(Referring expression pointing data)
....................
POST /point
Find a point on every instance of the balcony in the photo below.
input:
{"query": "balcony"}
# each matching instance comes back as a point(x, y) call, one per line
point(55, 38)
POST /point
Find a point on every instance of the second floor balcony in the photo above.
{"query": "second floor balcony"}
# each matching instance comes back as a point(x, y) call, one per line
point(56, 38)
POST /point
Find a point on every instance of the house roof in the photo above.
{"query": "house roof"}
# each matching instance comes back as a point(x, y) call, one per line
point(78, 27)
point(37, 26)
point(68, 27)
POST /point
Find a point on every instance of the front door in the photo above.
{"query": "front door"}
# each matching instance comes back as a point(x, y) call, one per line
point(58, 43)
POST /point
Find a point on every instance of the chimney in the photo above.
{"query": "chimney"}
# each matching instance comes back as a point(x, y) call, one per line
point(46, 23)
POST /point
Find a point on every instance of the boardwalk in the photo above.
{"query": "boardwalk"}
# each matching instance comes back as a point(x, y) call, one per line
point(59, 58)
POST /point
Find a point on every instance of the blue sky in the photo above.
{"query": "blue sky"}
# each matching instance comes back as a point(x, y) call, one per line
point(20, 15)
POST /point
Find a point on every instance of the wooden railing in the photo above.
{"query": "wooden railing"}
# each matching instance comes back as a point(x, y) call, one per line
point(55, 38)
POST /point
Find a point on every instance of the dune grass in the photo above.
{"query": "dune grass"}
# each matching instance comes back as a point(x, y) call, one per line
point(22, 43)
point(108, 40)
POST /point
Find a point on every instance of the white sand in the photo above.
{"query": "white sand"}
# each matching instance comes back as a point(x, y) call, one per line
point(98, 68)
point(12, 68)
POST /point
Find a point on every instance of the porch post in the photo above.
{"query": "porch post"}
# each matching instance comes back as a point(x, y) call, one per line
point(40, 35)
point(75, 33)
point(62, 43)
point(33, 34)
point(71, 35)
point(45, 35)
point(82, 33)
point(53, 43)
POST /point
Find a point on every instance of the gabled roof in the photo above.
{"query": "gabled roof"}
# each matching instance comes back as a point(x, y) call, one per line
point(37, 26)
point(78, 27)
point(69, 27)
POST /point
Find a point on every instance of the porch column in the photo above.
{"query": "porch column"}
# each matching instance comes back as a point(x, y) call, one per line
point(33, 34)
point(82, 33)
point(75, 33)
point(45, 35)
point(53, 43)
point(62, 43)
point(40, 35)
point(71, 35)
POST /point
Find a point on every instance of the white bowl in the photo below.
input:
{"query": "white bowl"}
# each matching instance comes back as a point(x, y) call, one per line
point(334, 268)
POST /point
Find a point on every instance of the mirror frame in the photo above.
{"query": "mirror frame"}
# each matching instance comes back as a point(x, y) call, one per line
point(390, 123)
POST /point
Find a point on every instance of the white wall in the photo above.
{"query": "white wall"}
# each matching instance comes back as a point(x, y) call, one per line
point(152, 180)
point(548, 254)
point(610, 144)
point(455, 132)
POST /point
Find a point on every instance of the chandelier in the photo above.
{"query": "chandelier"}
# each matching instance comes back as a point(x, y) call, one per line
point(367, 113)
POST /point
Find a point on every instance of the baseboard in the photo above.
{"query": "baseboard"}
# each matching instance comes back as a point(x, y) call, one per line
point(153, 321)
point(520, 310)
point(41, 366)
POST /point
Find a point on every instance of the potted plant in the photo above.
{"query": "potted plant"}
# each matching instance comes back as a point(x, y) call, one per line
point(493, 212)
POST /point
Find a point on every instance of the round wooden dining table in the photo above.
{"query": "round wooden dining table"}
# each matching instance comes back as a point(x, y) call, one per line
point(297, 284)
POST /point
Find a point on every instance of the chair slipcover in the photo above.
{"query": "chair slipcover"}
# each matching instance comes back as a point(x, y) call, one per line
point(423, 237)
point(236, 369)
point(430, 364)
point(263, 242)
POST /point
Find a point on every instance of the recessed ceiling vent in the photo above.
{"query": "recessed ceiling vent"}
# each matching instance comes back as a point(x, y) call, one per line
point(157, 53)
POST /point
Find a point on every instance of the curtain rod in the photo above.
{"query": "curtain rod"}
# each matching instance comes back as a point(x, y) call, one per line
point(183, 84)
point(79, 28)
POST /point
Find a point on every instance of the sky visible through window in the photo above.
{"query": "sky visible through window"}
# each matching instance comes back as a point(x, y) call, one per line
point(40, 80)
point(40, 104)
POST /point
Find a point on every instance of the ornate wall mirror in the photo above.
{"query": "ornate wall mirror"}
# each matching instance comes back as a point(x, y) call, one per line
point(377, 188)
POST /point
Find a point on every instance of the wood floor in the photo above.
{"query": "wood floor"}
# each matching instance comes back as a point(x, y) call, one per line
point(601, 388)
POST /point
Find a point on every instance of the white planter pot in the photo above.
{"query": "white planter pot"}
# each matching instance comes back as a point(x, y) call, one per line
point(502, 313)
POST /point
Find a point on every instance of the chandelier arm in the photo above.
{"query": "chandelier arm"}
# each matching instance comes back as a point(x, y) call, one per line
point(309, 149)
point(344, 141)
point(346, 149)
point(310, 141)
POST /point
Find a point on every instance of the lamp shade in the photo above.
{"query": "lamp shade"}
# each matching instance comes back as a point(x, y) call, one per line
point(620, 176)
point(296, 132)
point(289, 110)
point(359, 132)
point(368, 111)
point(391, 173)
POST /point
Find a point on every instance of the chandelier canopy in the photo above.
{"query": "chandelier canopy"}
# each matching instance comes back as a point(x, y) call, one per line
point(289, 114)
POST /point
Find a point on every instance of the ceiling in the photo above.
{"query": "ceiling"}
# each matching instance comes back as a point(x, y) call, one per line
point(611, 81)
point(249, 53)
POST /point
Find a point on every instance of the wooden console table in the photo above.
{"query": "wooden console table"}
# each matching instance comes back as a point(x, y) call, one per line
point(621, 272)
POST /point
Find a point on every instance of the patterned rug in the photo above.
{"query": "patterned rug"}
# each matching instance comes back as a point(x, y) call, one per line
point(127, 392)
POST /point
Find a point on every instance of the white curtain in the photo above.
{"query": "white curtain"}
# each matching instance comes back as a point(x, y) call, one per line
....................
▶ Task objective: Only the lines containing the word "railing" should be returned from the data above.

▶ Exercise output:
Find a point on every instance of the wooden railing in the photo above.
{"query": "wooden railing"}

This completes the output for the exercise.